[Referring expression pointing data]
⟨
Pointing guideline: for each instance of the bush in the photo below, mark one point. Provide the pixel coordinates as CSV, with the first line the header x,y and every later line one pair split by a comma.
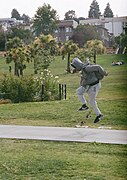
x,y
28,89
50,84
18,89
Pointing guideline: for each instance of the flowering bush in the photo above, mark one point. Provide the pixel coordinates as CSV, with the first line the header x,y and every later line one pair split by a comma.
x,y
18,89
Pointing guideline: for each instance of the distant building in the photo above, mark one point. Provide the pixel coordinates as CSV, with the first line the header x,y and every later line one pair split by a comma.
x,y
65,30
114,25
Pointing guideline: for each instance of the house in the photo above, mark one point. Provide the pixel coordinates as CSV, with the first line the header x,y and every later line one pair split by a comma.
x,y
65,30
114,25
⟩
● **Problem to solve**
An exact copy of the records above is needed, free of pictures.

● **Written reply**
Pointing guideline: for each instance of the bush in the photo below, mark one point. Provide the pixel coordinates as CSV, with the first line the header x,y and every later line one pair split by a comma.
x,y
28,89
50,84
18,89
Pointing guideline: for each instance of the flowering bush in the photo above, mark one point. Provide the pixel coordinates as CSV, with the first line the header x,y and every later line one pair split by a comma.
x,y
18,89
Pointing guideline: for each instance of the distant building in the photo above, mark one point. Provide the pixel coordinates as CSV, with the first line the header x,y and every later line one pair split by a comma.
x,y
65,30
114,25
Pointing guideline: for each instance of the house in the photo above, mark one point. Provide the pixel coordinates as CSV, with the first line the header x,y and every later line one pair split by a comma.
x,y
65,30
114,25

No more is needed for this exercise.